=== Section Start ===
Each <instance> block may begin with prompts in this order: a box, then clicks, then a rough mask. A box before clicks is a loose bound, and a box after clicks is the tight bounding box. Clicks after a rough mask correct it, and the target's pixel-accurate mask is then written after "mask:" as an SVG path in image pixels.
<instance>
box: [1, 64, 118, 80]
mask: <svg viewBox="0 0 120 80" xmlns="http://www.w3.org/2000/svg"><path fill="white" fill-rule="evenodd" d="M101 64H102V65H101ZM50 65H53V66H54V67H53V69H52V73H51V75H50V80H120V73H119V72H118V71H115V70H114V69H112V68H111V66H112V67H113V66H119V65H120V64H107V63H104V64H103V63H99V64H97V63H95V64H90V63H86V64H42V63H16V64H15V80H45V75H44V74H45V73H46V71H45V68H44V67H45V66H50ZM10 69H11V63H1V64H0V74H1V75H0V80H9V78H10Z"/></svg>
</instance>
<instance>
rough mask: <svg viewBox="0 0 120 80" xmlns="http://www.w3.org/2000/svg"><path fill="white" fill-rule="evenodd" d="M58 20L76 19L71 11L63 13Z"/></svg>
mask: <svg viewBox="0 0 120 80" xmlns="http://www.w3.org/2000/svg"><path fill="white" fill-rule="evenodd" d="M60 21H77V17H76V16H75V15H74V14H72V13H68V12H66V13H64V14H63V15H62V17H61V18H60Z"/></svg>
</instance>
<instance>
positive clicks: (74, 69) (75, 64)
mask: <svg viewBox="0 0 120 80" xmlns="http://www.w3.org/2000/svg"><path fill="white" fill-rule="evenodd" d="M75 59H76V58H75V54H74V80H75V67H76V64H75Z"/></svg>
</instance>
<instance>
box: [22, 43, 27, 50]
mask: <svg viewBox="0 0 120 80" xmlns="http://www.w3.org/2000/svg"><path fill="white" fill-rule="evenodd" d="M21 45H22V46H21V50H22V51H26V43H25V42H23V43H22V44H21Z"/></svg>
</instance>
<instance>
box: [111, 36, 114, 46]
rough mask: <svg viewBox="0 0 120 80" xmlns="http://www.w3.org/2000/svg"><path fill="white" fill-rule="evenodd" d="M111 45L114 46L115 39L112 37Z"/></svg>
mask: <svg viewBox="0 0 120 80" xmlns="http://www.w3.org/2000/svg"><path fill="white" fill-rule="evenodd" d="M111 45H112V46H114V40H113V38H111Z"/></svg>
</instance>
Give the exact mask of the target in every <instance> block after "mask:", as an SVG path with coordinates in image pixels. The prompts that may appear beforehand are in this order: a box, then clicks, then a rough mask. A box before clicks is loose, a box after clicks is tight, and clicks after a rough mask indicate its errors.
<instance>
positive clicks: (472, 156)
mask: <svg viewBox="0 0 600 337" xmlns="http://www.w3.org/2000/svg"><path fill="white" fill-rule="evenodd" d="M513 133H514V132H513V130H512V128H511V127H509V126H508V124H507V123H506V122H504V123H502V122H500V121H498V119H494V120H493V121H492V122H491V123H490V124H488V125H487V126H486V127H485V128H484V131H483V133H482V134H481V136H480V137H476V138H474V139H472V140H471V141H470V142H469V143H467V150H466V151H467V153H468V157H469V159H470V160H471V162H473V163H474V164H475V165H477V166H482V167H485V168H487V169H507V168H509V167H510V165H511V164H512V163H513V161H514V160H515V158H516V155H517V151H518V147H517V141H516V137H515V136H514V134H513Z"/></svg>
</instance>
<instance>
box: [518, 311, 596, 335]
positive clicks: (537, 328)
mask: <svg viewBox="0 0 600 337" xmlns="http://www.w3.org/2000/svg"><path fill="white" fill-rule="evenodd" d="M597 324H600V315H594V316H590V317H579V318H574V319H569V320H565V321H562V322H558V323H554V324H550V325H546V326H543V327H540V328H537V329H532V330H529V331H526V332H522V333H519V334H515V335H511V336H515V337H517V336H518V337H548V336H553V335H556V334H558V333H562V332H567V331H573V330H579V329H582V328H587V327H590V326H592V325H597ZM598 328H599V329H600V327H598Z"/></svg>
=== Section End ===
GOAL OF THE EXERCISE: Copy all lines from the data above that contain the word "image".

RESULT FOR THIS EXERCISE:
Each <instance> block may begin with prompts in this order: a box, then clicks, then a rough mask. A box before clicks is a loose bound, and a box after clicks is the tight bounding box. Clicks after a rough mask correct it, and the target's pixel-accurate mask is then written after "mask:" as an SVG path in image pixels.
Give the exact mask of the target in every <instance> block after "mask:", as an SVG path with coordinates in image pixels. The prompts that may appear beforehand are in this order: a box, then clicks, then a rough mask. A box before clicks is loose, a box after clicks is tight, and clicks after a rough mask indicate its errors.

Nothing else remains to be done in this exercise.